During most of the 16th century, Yampil was part of Ruthenian feudal land, owned by various nobles. On January 30, 1535, Nobleman Hrytsko and Roman Senyuty sold the Tykhomel settlement, which encompassed modern-day Yampil, to Prince Janusz, Bishop of Vilnius, for either 150 Lithuanian kopa or 460 silver rubles. He renamed the city Yanushpol (Янушполем), which is the etymology for the modern-day name of the russified Yampil. Following the Union of Lublin, Yampil, along with the rest of the Volhynian Voivodeship, became a part of the Polish-Lithuanian Commonwealth.

Following the Second Partition of Poland, Yampil fell under control of Imperial Russia. It was part of the Kremenetsky Uyezd in the Volhynia Governorate. Following the Russian Revolution, it eventually became a part of the Ukrainian Soviet Socialist Republic.

==Jewish community and Holocaust==
The Jewish community of Yampol dates back to at least the 15th century. In the early 18th century, the Cossack armies of Bohdan Khmelnytsky devastated the area's Jewish population. Blood libel in the 17th and 18th centuries caused additional attacks to the Jewish people. In 1919, Cossack Hetman Shisko led a pogrom against the Jews in the town that contributed to the destruction of Jewish property and the deaths of many Jewish residents.

In an interview with the USC Shoah Foundation, Jewish former resident of Yampol Ida Kritman recounted the settlement's invasion by the Nazis. Following the July 3rd, 1941 invasion, 852 of the surviving Jews were registered by Nazi forces. In September 1941, Nazi policemen gathered Jews in the town square, before sending them to Bilohiria. The houses of Jews were taken down by locals. Yampilese Jews stayed in the Bilohiria Ghetto until June 27, 1942, when they were evacuated by the Nazis, taken to nearby woodland area, and shot, most likely by the Einsatzgruppen. It is believed that Kritman was the only survivor of the Liakhovets (now: Bilohiria) Ghetto.

Work to complete —
1) Condense the paragraph of the Yampil history passage that begins "Following the Second Partition of Poland" into a short bulleted list, keeping its main facts.
2) From the Yampil history passage, reproduce word for word the part that opens with the words containing "During most of" and closes with "the Polish-Lithuanian Commonwealth.".

Dataset excerpt —
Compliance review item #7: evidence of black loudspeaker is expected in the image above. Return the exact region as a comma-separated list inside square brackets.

Replies —
1)
- After the Second Partition of Poland, Yampil came under Imperial Russian control.
- It belonged to the Kremenetsky Uyezd in the Volhynia Governorate.
- After the Russian Revolution, it eventually joined the Ukrainian Soviet Socialist Republic.

2)
During most of the 16th century, Yampil was part of Ruthenian feudal land, owned by various nobles. On January 30, 1535, Nobleman Hrytsko and Roman Senyuty sold the Tykhomel settlement, which encompassed modern-day Yampil, to Prince Janusz, Bishop of Vilnius, for either 150 Lithuanian kopa or 460 silver rubles. He renamed the city Yanushpol (Янушполем), which is the etymology for the modern-day name of the russified Yampil. Following the Union of Lublin, Yampil, along with the rest of the Volhynian Voivodeship, became a part of the Polish-Lithuanian Commonwealth.